== Extracted text ==

+===+

Motuma Mekassa (, motuma mek’asa; born 30 July 1965) is an Ethiopian politician. He was the Ethiopian Minister of Defense briefly in 2018.

Political career
He is a member of the parliament since 2010 and has been Minister for Ministry of Water, Irrigation and Electric from September 2016 and he was a Minister for mines, Petroleum and Natural Gas until October 2016. He served as Chairman of the National Wash Steering Committee. He was a bureau head of the Oromia Water Resources for 7 years. His first degree is from Addis Ababa University and following his Masters in statistics from Patiala University of India. He joined the government sector as expert in the Oromiya Water bureau. He was a member of the Oromiya Regional Cabinet and is Chairman and Board member for several development Agencies in Ethiopia.

+===+

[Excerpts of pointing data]

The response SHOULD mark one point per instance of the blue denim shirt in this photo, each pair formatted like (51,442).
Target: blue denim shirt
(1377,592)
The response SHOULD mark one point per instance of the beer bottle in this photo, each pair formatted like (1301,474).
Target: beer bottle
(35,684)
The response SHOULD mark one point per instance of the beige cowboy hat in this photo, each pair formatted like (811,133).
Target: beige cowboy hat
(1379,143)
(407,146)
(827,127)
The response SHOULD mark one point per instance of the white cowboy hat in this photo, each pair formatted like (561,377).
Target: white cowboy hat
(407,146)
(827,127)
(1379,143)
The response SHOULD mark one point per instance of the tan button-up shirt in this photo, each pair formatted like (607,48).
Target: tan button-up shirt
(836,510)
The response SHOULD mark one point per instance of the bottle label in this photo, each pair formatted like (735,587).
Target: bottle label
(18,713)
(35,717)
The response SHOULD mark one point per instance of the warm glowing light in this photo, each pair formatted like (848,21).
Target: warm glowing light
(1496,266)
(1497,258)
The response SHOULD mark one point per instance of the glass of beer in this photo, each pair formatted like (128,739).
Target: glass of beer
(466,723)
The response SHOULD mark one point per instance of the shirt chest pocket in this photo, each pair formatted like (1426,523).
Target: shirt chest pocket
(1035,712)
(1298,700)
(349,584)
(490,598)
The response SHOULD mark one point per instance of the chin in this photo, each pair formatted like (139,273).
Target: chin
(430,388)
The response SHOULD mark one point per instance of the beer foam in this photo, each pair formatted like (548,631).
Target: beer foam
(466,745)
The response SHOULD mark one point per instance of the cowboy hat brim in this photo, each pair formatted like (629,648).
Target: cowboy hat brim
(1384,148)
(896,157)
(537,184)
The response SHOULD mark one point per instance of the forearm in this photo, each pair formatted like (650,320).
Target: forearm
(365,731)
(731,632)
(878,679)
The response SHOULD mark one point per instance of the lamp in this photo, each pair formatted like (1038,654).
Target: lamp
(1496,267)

+===+

== Tasks and exercises ==
1. Do these statements agree with the biography of Motuma Mekassa? Answer yes or no for each, quoting the words that decide it. (a) He was born in 1965. (b) He served as Minister of Defense for several years. (c) He led the Oromia Water Resources bureau for seven years.
2. List every ministry that the biography of Motuma Mekassa says he headed as minister.
3. Carry on the biography of Motuma Mekassa from its last sentence.
The rows have no connection to the biography of Motuma Mekassa.

== Responses to the exercise ==
1.
(a) Yes: "born 30 July 1965"
(b) No: "He was the Ethiopian Minister of Defense briefly in 2018."
(c) Yes: "He was a bureau head of the Oromia Water Resources for 7 years."

2.
- Defense
- Water, Irrigation and Electric
- Mines, Petroleum and Natural Gas

3.
Since the start of his professional career he has accumulated experience in water supply and sanitation projects, hydro projects, large irrigation projects, wind projects, solar projects, energy efficiency projects, rural electrification project, mineral exploration project and sector coordination of emergency preparedness and response assignments in different parts of Oromiya region. He was responsible for the planning, supervision and monitoring of various water supply, sanitation and hygiene (integrated) projects in Oromiya region in a very diverse socio-economic settings: Rural, urban, pastoralist, emergency prone areas and so on. 
In addition to this, he worked as Addis Ababa City government Mayor's office head and cabinet affairs for about 3 years.

He organized and led teams of government experts and planners, community leaders, promoters and technicians in knowledge exchange in development and emergency response areas. He promoted improved knowledge management in areas ranging from planning, management, monitoring & evaluation, gender, community and uniform costing and tariff systems, peri- urban water supply and community organization, municipal and district planning, community participation, water resource management and environment, appropriate technologies, Public-Private Partnerships development, preparation of international agreements.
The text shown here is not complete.